[Segmentation mask data]
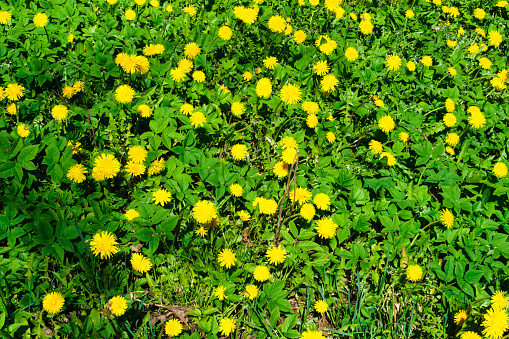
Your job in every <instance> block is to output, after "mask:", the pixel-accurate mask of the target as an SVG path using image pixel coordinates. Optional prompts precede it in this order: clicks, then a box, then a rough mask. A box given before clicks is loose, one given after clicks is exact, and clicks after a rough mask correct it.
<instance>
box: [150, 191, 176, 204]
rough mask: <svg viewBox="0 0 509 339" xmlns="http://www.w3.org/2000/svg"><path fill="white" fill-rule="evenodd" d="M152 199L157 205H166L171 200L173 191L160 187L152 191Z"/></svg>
mask: <svg viewBox="0 0 509 339" xmlns="http://www.w3.org/2000/svg"><path fill="white" fill-rule="evenodd" d="M152 200H154V203H155V204H156V205H161V206H164V204H167V203H169V202H170V201H171V193H170V192H168V191H167V190H166V189H165V188H159V189H158V190H157V191H155V192H154V193H152Z"/></svg>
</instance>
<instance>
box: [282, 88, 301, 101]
mask: <svg viewBox="0 0 509 339" xmlns="http://www.w3.org/2000/svg"><path fill="white" fill-rule="evenodd" d="M301 95H302V92H301V90H300V88H299V86H297V85H293V84H286V85H284V86H283V88H281V100H282V101H283V102H284V103H286V104H288V105H293V104H296V103H299V102H300V100H301Z"/></svg>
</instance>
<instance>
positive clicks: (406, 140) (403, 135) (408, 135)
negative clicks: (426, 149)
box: [398, 132, 410, 143]
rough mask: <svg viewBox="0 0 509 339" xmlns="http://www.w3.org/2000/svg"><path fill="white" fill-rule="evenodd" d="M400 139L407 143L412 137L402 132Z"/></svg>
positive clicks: (398, 136)
mask: <svg viewBox="0 0 509 339" xmlns="http://www.w3.org/2000/svg"><path fill="white" fill-rule="evenodd" d="M398 139H399V140H401V141H403V142H405V143H407V142H408V140H410V135H409V134H408V133H407V132H400V133H399V136H398Z"/></svg>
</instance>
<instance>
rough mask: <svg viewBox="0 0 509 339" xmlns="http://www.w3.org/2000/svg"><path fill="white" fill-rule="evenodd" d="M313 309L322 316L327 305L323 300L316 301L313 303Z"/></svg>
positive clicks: (328, 308) (326, 311)
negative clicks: (314, 302)
mask: <svg viewBox="0 0 509 339" xmlns="http://www.w3.org/2000/svg"><path fill="white" fill-rule="evenodd" d="M313 308H314V309H315V311H317V312H318V313H320V314H324V313H325V312H327V310H328V309H329V305H328V304H327V302H326V301H325V300H318V301H317V302H315V304H314V306H313Z"/></svg>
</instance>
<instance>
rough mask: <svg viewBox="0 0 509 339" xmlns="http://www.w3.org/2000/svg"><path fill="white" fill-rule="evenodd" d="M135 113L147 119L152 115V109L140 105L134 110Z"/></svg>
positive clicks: (144, 104)
mask: <svg viewBox="0 0 509 339" xmlns="http://www.w3.org/2000/svg"><path fill="white" fill-rule="evenodd" d="M136 113H138V114H139V115H140V116H141V117H142V118H148V117H150V116H151V115H152V108H150V107H149V106H148V105H145V104H143V105H140V106H138V108H137V109H136Z"/></svg>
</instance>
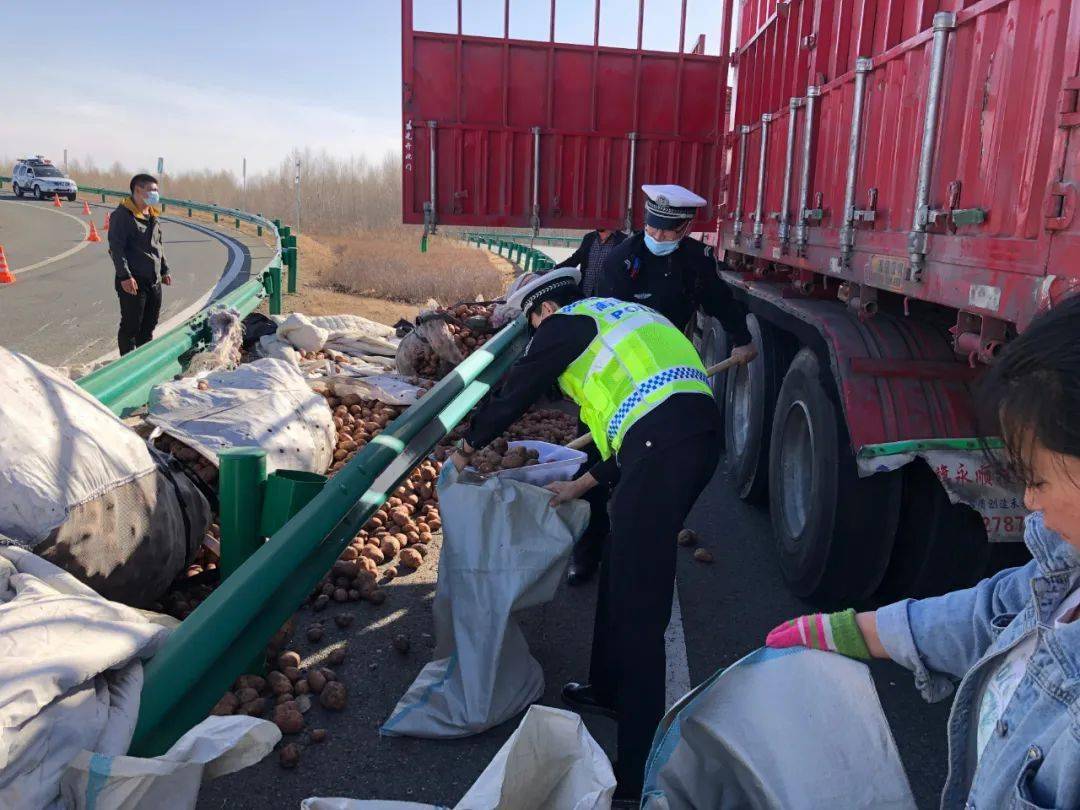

Problem description: Repeat word for word the lines above that run from the line containing "negative clicks: (426, 149)" through the line containing "113L147 119L152 115V109L140", both ends included, and nothing else.

Solution:
negative clicks: (426, 149)
box: [398, 132, 410, 143]
rough mask: <svg viewBox="0 0 509 339" xmlns="http://www.w3.org/2000/svg"><path fill="white" fill-rule="evenodd" d="M400 139L407 143L412 137L402 132Z"/></svg>
positive clicks: (398, 136)
mask: <svg viewBox="0 0 509 339" xmlns="http://www.w3.org/2000/svg"><path fill="white" fill-rule="evenodd" d="M398 139H399V140H401V141H403V142H405V143H407V142H408V140H410V135H409V134H408V133H407V132H400V133H399V136H398Z"/></svg>
</instance>
<instance>
rough mask: <svg viewBox="0 0 509 339" xmlns="http://www.w3.org/2000/svg"><path fill="white" fill-rule="evenodd" d="M313 309L322 316L327 305L323 300L316 301L313 303Z"/></svg>
positive clicks: (328, 308) (326, 311)
negative clicks: (314, 302)
mask: <svg viewBox="0 0 509 339" xmlns="http://www.w3.org/2000/svg"><path fill="white" fill-rule="evenodd" d="M313 308H314V309H315V311H317V312H318V313H320V314H324V313H325V312H327V310H328V309H329V305H328V304H327V302H326V301H325V300H318V301H317V302H315V304H314V306H313Z"/></svg>
</instance>
<instance>
rough mask: <svg viewBox="0 0 509 339" xmlns="http://www.w3.org/2000/svg"><path fill="white" fill-rule="evenodd" d="M135 113L147 119L152 115V109L140 105L134 110Z"/></svg>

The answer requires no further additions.